## REQUIRED WORK
Only the lines from the one containing "of the bald" to the end of the entries should be written out, each exactly as it stands, both ends included.

## PROVIDED RECORDS
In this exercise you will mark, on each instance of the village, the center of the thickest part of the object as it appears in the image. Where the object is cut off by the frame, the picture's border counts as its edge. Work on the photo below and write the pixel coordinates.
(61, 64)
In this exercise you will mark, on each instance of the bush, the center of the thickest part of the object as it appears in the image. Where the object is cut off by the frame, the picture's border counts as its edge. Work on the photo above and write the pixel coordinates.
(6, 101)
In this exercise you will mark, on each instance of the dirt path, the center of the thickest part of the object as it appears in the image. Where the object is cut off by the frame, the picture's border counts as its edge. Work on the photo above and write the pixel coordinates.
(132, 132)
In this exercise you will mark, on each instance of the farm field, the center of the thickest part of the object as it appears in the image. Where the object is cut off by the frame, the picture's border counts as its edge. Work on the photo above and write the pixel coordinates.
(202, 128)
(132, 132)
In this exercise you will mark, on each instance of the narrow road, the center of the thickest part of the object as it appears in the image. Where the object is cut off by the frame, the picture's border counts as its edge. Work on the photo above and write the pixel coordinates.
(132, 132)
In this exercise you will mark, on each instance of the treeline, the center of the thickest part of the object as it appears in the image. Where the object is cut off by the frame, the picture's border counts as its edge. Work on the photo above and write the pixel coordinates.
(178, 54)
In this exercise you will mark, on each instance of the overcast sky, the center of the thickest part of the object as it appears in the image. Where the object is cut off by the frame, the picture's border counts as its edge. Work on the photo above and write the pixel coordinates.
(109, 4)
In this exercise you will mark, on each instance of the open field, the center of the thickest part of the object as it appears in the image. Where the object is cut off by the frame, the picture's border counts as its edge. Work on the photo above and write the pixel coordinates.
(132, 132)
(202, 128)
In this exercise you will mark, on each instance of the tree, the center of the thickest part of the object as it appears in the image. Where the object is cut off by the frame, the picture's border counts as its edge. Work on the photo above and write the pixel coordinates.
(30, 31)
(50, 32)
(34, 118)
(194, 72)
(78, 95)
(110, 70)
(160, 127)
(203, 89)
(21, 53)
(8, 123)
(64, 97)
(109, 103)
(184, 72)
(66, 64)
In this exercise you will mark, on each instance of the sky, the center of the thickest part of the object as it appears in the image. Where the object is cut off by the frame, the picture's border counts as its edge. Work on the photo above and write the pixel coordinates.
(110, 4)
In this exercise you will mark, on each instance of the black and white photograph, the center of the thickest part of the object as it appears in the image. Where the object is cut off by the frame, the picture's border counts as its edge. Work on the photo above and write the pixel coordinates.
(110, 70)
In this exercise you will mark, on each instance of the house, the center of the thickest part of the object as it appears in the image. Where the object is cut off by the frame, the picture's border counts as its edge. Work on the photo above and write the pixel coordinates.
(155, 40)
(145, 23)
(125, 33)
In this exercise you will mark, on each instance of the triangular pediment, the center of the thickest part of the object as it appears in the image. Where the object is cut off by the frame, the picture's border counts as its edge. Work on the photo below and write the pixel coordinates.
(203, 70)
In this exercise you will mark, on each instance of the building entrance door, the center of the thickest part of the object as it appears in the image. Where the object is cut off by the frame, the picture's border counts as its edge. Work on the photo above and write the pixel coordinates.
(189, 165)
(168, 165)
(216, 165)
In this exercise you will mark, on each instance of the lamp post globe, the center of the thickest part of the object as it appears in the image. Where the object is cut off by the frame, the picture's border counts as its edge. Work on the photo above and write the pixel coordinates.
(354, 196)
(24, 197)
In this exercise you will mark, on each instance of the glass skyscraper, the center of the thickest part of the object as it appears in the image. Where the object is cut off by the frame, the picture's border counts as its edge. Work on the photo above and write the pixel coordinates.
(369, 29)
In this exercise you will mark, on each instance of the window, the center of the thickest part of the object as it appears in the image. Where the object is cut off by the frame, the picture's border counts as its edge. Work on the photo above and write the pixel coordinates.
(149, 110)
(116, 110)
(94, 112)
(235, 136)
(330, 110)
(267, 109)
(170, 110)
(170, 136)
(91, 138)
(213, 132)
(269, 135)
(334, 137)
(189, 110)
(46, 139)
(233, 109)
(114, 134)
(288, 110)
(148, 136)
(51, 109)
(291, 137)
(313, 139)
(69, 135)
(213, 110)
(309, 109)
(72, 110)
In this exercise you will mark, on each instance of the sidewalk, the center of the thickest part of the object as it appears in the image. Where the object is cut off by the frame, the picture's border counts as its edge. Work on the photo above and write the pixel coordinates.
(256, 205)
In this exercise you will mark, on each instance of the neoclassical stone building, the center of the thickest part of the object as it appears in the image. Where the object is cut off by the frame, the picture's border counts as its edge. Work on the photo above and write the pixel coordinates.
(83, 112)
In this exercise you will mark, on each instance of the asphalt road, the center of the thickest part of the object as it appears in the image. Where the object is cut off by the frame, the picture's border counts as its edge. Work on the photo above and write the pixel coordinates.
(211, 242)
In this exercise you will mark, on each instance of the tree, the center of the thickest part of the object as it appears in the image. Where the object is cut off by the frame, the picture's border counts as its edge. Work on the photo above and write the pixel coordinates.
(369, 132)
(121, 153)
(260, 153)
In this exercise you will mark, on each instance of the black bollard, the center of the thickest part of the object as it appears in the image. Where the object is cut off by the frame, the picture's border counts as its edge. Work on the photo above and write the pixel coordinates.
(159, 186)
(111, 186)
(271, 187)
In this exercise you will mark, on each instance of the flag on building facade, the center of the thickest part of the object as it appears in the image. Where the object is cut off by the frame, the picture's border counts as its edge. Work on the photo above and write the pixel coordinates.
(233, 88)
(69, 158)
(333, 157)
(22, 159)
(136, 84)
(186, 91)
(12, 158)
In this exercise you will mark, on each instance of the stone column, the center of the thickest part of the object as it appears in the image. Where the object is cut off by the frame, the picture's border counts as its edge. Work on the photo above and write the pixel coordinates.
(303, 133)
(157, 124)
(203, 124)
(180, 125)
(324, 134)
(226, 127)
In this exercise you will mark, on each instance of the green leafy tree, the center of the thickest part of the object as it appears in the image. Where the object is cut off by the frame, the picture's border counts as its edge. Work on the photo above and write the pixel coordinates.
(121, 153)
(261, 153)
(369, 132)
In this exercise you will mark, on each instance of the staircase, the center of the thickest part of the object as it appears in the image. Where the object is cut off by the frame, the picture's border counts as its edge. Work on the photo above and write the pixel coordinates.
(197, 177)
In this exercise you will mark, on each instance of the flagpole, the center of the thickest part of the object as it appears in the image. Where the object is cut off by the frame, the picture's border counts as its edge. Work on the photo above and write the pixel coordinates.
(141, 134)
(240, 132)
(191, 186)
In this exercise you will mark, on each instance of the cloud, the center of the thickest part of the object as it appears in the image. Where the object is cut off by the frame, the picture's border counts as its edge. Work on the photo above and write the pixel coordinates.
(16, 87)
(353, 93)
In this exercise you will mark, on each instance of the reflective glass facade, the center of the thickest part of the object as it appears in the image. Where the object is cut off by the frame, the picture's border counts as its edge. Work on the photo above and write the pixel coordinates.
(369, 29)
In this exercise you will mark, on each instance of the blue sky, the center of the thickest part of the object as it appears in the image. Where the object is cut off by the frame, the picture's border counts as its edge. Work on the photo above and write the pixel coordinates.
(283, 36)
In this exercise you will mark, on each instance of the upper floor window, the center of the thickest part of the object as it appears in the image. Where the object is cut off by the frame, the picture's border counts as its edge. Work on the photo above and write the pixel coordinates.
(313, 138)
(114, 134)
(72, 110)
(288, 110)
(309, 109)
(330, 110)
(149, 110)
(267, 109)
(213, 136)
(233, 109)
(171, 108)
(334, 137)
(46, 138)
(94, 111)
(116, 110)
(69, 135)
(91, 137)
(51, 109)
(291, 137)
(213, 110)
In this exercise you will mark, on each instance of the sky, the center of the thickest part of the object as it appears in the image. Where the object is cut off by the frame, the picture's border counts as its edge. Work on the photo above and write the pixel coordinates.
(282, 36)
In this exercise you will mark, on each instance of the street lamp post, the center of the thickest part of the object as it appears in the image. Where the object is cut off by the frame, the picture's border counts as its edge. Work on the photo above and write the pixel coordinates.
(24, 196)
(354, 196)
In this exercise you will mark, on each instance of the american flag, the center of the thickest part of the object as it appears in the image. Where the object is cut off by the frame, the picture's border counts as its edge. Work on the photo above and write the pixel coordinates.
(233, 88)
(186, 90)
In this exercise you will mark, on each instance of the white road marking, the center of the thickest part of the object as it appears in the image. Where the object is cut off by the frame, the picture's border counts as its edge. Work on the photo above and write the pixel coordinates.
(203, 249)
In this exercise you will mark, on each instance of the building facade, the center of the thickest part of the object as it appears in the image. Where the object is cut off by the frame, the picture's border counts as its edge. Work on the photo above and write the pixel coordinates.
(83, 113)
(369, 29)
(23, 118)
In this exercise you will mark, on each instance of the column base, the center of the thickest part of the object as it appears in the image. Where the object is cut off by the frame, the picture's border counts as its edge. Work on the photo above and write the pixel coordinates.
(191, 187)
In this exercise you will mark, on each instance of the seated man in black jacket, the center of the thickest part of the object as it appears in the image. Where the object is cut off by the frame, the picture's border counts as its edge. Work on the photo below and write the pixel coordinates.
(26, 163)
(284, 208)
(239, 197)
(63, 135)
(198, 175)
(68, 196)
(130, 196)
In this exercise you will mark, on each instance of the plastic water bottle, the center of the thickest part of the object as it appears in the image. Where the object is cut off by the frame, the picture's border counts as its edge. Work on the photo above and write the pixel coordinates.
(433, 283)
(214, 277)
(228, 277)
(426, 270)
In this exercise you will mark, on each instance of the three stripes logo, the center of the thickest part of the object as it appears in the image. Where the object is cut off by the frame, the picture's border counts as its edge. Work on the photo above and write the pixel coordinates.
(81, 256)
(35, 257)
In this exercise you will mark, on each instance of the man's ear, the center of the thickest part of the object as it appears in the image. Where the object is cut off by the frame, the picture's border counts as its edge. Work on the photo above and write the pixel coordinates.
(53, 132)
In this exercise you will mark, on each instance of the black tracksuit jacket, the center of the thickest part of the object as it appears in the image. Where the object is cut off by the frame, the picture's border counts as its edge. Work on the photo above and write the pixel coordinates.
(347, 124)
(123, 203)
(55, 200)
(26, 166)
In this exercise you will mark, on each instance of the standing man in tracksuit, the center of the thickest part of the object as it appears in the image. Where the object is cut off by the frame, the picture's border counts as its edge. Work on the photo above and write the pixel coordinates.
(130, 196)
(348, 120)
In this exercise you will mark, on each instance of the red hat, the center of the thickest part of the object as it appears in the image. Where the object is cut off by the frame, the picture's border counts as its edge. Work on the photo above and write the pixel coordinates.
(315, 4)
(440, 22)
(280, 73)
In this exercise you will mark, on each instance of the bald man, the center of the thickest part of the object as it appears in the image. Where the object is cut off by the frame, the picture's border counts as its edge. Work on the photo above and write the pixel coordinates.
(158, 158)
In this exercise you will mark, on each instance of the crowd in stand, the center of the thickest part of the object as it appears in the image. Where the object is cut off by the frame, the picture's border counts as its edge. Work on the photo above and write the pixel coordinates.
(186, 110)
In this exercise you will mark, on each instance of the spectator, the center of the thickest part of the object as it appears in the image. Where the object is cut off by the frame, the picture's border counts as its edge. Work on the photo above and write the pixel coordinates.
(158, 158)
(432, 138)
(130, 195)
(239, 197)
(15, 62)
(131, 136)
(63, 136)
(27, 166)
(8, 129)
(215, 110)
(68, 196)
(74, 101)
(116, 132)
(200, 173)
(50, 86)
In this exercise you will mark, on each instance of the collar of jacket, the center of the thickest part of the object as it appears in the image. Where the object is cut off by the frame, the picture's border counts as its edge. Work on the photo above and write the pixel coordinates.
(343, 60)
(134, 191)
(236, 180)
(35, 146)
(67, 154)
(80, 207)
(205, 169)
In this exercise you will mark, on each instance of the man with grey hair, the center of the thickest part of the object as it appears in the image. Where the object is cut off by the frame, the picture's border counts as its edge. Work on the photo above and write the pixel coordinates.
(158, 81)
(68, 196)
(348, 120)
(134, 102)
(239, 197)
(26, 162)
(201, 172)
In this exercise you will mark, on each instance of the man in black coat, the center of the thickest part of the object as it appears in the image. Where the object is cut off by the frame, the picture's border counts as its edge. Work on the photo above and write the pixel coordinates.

## TASK RESPONSE
In this exercise you will mark, on each instance of the bald man, the center of the thickest part of the object as it appears in the image. Where the object is cut off by the frame, the picture's border counts as its edge. Work on the photo above and write the pixel coordinates.
(158, 158)
In this exercise you will mark, on each instance of the crowd in stand, the center of the thickest part of the object as it appears in the image. Where the object is cut off by the frame, the picture's border counts as its edge. Work on the photo above and write the pixel coordinates.
(186, 110)
In this exercise you will mark, on each instance of the spectator, the center of the thickest part of the object as it appears in the image. Where the object is cut off by the frame, the picture's border counts as its edge. Work on the photo above and write the pixel coordinates.
(158, 158)
(432, 138)
(130, 195)
(239, 197)
(15, 62)
(131, 136)
(63, 136)
(27, 166)
(8, 129)
(215, 110)
(68, 196)
(74, 101)
(116, 132)
(200, 173)
(50, 86)
In this exercise you will mark, on each instance of the collar of jacket, the center of the thickest part of the object as it appears in the image. Where the object is cut off by the frame, the picture's border counts as its edge. Work on the photo above and write the pixel coordinates.
(343, 60)
(134, 191)
(236, 180)
(35, 146)
(67, 154)
(80, 207)
(205, 169)
In this exercise you will mark, on each instance of the man with grey hair, the center of the thickest part of the object as it appears in the image. Where the object is cut off by the frame, the picture's border counts as its edge. Work on the photo above and write the pixel coordinates.
(158, 81)
(68, 196)
(348, 120)
(134, 102)
(239, 197)
(26, 162)
(201, 172)
In this exercise you will mark, on each instance of the man in black coat, the center of the thickest part of the object as it appears in the image. Where the object is cut off by the frame, the picture's border counts as its edge. Work on the photo above and write the pixel coordinates.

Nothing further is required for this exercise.